>>>>

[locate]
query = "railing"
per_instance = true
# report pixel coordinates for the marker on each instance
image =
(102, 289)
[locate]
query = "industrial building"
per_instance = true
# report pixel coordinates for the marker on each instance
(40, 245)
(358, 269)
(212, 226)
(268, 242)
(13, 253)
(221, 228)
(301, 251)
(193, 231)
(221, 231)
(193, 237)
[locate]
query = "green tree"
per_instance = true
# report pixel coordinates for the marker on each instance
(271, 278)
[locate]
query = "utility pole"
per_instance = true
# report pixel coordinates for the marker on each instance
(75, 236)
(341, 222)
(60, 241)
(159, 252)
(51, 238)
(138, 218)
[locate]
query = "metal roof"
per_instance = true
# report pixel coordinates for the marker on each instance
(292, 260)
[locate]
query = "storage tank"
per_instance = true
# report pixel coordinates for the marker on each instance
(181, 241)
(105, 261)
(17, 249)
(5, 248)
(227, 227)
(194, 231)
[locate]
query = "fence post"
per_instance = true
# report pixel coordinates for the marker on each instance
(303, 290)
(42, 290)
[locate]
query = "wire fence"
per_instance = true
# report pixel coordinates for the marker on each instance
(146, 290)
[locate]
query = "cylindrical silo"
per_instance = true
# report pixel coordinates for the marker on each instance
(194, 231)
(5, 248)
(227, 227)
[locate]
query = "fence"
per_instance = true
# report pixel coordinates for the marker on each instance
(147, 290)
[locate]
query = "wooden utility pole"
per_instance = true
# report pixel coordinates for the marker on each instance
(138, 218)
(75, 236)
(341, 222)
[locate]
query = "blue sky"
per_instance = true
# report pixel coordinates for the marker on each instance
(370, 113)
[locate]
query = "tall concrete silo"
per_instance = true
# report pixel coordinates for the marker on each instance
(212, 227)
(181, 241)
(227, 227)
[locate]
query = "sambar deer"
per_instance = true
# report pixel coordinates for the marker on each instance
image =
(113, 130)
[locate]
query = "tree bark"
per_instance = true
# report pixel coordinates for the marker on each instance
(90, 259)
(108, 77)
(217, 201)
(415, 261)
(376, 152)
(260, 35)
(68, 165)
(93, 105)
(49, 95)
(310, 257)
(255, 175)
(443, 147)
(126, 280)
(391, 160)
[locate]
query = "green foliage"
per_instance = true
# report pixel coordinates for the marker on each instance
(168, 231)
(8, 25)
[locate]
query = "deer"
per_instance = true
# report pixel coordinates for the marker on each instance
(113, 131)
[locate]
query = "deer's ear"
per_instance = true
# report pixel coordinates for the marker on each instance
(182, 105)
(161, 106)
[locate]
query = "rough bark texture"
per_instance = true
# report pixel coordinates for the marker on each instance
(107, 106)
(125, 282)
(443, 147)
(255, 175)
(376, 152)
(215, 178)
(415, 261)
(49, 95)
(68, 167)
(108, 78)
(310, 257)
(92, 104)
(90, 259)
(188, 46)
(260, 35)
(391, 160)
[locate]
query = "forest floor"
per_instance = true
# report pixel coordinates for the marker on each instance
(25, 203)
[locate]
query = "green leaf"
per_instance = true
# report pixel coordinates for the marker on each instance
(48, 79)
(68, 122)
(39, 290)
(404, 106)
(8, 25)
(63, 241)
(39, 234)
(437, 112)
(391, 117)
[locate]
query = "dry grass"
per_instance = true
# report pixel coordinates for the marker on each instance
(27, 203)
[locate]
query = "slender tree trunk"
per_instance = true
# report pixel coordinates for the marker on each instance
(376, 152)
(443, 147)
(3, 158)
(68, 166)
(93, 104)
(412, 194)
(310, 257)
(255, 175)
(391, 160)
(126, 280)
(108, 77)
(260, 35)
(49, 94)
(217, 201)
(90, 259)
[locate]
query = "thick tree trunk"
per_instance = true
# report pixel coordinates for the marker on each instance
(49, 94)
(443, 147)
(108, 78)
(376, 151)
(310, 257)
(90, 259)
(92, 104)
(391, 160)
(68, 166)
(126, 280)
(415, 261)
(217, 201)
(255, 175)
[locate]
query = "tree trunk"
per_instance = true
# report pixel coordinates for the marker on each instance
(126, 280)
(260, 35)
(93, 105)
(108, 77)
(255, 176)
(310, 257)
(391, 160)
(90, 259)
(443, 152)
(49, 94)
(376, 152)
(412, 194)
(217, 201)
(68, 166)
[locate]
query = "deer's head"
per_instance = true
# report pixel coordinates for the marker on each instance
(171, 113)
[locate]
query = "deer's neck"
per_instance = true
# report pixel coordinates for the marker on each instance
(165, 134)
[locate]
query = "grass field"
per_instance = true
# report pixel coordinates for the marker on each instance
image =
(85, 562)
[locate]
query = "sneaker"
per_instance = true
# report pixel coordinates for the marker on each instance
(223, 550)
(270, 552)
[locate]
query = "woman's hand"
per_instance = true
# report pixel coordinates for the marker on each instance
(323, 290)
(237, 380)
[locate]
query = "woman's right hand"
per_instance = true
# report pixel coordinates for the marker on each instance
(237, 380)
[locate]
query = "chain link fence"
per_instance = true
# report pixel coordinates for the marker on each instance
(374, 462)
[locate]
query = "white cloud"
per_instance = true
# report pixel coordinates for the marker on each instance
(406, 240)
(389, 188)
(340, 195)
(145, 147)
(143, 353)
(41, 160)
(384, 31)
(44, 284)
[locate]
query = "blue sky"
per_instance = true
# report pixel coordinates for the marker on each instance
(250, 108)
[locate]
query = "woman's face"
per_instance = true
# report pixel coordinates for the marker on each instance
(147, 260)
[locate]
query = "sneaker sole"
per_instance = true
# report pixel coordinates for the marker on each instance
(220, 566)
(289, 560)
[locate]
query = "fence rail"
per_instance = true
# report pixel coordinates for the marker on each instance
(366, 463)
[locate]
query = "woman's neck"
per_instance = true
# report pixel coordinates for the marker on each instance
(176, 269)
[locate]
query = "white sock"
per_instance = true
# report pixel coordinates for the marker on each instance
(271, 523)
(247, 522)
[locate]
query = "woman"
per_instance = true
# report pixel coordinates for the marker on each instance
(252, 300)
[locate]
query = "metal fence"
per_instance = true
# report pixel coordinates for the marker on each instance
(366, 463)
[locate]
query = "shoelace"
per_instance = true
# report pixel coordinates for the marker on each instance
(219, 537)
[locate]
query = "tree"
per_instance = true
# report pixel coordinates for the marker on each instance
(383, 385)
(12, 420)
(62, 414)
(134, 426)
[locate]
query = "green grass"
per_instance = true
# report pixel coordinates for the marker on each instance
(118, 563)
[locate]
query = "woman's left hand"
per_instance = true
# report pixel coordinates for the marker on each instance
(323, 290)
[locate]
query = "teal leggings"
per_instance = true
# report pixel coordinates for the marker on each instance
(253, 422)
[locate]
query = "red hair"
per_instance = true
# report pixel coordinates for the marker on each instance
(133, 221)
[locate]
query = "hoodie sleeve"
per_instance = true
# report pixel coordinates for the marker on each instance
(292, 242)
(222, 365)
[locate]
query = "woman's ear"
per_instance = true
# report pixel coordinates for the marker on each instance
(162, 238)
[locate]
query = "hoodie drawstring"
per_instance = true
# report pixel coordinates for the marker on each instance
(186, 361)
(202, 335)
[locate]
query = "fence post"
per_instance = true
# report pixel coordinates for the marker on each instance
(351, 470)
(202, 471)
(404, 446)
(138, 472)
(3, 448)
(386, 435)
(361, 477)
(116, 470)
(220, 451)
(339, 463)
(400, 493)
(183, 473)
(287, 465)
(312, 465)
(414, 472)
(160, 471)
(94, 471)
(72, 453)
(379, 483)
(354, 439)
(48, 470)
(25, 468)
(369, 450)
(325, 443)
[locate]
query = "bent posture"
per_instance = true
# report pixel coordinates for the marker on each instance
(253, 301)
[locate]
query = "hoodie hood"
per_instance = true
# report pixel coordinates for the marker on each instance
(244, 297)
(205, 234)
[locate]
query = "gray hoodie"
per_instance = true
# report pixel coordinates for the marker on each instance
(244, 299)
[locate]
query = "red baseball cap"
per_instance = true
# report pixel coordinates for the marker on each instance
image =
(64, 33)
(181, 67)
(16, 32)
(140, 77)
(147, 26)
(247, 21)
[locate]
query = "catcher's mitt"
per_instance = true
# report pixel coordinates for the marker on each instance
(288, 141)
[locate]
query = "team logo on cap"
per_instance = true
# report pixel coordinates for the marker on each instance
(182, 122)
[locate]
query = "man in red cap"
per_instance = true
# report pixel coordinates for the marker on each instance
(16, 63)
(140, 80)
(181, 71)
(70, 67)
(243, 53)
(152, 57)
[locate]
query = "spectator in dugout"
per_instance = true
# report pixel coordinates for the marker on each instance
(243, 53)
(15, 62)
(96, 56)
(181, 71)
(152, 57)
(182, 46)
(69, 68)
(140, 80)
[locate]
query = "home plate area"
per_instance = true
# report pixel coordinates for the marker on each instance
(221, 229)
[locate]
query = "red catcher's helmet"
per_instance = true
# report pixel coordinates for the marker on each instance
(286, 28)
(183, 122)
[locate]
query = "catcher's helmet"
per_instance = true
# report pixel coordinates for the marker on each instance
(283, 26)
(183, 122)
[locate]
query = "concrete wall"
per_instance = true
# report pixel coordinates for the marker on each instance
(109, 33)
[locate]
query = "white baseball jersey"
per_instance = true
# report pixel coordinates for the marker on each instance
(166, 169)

<<<<

**TASK TO COMPLETE:** For every line in the data above that has the string "grass", return that line.

**RESPONSE AREA:**
query = "dry grass"
query = "grass field"
query = "green grass"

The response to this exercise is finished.